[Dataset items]
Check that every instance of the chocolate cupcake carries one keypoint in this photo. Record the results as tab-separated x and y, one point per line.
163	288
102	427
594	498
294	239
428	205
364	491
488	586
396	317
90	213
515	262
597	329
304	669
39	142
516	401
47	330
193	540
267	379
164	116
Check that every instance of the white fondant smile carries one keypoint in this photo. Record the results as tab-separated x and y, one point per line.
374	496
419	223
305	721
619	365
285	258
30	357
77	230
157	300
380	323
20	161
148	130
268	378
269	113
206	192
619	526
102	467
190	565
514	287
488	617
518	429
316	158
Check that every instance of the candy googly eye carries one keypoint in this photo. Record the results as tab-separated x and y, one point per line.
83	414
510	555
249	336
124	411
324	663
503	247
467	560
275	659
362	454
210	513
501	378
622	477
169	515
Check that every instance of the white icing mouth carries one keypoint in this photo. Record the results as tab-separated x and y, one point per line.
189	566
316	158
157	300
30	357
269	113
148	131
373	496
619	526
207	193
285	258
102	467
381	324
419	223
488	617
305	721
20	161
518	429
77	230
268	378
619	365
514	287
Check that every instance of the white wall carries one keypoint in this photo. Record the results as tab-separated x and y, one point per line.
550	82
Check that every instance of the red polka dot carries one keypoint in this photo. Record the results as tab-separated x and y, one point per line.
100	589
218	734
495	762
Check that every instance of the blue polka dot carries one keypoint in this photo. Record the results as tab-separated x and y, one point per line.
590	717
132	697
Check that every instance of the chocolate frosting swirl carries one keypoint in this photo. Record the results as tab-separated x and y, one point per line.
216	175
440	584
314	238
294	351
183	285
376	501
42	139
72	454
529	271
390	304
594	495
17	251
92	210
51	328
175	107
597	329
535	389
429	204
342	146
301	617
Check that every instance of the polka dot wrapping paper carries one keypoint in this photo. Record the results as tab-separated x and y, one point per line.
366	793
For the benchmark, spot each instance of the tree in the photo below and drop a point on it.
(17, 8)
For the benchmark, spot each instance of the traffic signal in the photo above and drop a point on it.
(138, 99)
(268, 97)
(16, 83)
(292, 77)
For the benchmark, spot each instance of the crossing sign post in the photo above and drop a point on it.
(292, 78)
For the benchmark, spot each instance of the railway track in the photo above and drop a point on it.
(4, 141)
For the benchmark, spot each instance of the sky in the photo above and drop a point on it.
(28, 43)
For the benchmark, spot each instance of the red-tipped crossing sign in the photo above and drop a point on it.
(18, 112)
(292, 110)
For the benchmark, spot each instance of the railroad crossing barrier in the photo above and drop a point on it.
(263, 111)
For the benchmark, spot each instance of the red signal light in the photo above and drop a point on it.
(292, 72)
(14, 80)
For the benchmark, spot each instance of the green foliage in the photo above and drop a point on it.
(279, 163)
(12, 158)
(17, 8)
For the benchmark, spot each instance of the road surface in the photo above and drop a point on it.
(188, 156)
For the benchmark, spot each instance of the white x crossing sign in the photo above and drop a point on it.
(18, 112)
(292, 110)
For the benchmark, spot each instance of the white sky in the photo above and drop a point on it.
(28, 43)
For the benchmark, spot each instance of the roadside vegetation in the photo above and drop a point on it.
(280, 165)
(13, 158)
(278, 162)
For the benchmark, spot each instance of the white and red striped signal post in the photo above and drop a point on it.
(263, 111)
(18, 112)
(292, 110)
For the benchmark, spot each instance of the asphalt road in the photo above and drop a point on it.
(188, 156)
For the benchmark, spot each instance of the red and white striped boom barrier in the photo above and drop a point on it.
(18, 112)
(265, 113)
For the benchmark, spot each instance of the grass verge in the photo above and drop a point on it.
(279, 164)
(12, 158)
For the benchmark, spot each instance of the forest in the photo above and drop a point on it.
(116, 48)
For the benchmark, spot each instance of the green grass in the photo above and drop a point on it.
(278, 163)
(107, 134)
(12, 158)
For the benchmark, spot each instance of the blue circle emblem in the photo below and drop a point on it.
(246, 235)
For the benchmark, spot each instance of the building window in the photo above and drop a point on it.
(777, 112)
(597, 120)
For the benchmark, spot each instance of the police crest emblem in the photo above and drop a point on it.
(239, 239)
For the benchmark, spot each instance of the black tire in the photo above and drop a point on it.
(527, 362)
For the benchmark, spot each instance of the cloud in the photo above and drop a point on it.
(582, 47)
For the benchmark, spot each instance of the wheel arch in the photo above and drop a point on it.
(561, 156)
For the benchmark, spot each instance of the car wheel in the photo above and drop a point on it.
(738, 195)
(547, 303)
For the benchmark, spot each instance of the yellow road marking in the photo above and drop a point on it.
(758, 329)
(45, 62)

* **Exercise task**
Every entry must be retyped in full, exactly as given.

* **Written solution**
Check that every instance of the chocolate cupcake carries one keypoint in this photo. Record the results as tab-separated x and y, one point per line.
163	288
102	427
594	498
294	239
428	205
364	491
488	586
396	317
90	213
515	262
597	329
304	669
39	142
516	401
47	330
193	540
267	379
164	116
Check that every instance of the white fondant smile carries one keypoint in this photo. Record the results as tab-separated x and y, one point per line.
374	496
419	223
305	721
619	365
285	258
30	357
77	230
157	300
380	323
20	161
148	130
268	378
269	113
206	192
619	526
102	467
190	565
514	287
488	617
518	429
316	158
Check that every instance of the candy googly eye carries one keypoint in this photo. Record the results as tab-separated x and y, one point per line.
83	414
510	555
249	336
124	411
324	663
503	247
467	560
275	659
362	454
210	513
501	378
622	477
169	515
Check that every instance of the white icing mouth carries one keypoint in this photo. Record the results as tab-separated x and y, one point per line.
189	566
316	158
157	300
30	357
269	113
148	131
373	496
619	526
207	193
285	258
102	467
381	324
419	223
488	617
305	721
20	161
518	429
77	230
268	378
619	365
514	287
Check that every instance of the white wall carries one keypoint in this photo. Record the results as tab-separated x and y, one point per line.
550	82
Check that every instance of the red polka dot carries one keypoint in this photo. Record the results as tab-separated x and y, one point per line.
100	589
218	734
495	762
Check that every instance of the blue polka dot carries one keypoint in this photo. Record the results as tab-separated x and y, one point per line.
590	717
132	697
Check that every instance of the chocolate frosting swirl carries one keypoint in this photo. Record the results as tab-separated x and y, one point per line.
216	175
440	584
314	238
294	351
183	285
376	501
42	139
72	454
529	271
390	304
594	495
17	251
92	210
51	328
175	107
597	329
535	389
429	204
342	146
301	617
Check that every instance of the polka dot wrapping paper carries one keypoint in this photo. Record the results as tab-separated x and y, one point per line.
366	793
For the benchmark, spot each instance of the tree in the photo below and drop a point on it.
(17, 8)
For the benchmark, spot each instance of the traffic signal in the photo above and drop a point on it.
(138, 99)
(268, 97)
(16, 83)
(292, 77)
For the benchmark, spot each instance of the crossing sign post in the photo above and drop a point on it.
(292, 78)
For the benchmark, spot each instance of the railway track in the photo above and drop a point on it.
(4, 141)
For the benchmark, spot each instance of the sky in the photo above and drop a point on it.
(28, 43)
For the benchmark, spot each instance of the red-tipped crossing sign in the photo above and drop a point on it.
(18, 112)
(292, 110)
For the benchmark, spot each instance of the railroad crossing barrier in the photo above and drop a point on it.
(263, 111)
For the benchmark, spot each instance of the red signal light in the photo above and drop a point on it.
(292, 72)
(14, 80)
For the benchmark, spot each instance of the green foliage in the photo above and drop a point on it.
(279, 163)
(12, 158)
(17, 8)
For the benchmark, spot each instance of the road surface in the photo above and drop a point on it.
(188, 156)
For the benchmark, spot each instance of the white x crossing sign in the photo above and drop a point on it.
(18, 112)
(292, 110)
For the benchmark, spot each instance of the white sky in the photo above and drop a point on it.
(28, 43)
For the benchmark, spot each instance of the roadside vegetation in the photo above and drop a point on it.
(280, 165)
(13, 158)
(278, 162)
For the benchmark, spot each instance of the white and red striped signal post in the photo above and drop a point on it.
(263, 111)
(18, 112)
(292, 110)
For the benchmark, spot each instance of the asphalt road in the photo above and drop a point on it.
(188, 156)
For the benchmark, spot each instance of the red and white striped boom barrier in the photo above and drop a point on it.
(18, 112)
(265, 113)
For the benchmark, spot each instance of the grass verge in the photo above and drop a point on it.
(279, 164)
(12, 158)
For the benchmark, spot each instance of the forest in the photo above and drop a point on it.
(116, 48)
For the benchmark, spot each instance of the green grass in the photo above and drop a point on it.
(278, 163)
(107, 134)
(12, 158)
For the benchmark, spot each instance of the blue circle emblem in the photo below and drop a point on it.
(246, 235)
For the benchmark, spot each instance of the building window in the photo above and drop a point on it.
(777, 112)
(597, 120)
For the benchmark, spot each instance of the police crest emblem in the photo above and drop a point on it.
(239, 239)
For the benchmark, spot each instance of the black tire in the photo above and drop a point on it.
(527, 362)
For the benchmark, spot each instance of the cloud in the photo above and drop a point on it.
(582, 47)
For the benchmark, spot each instance of the wheel arch in the photo above and drop a point on it.
(561, 156)
For the benchmark, spot each instance of the car wheel in the photo above and drop a point on it.
(738, 195)
(547, 303)
For the benchmark, spot each instance of the yellow road marking in the photo above and drop a point on it.
(758, 329)
(45, 62)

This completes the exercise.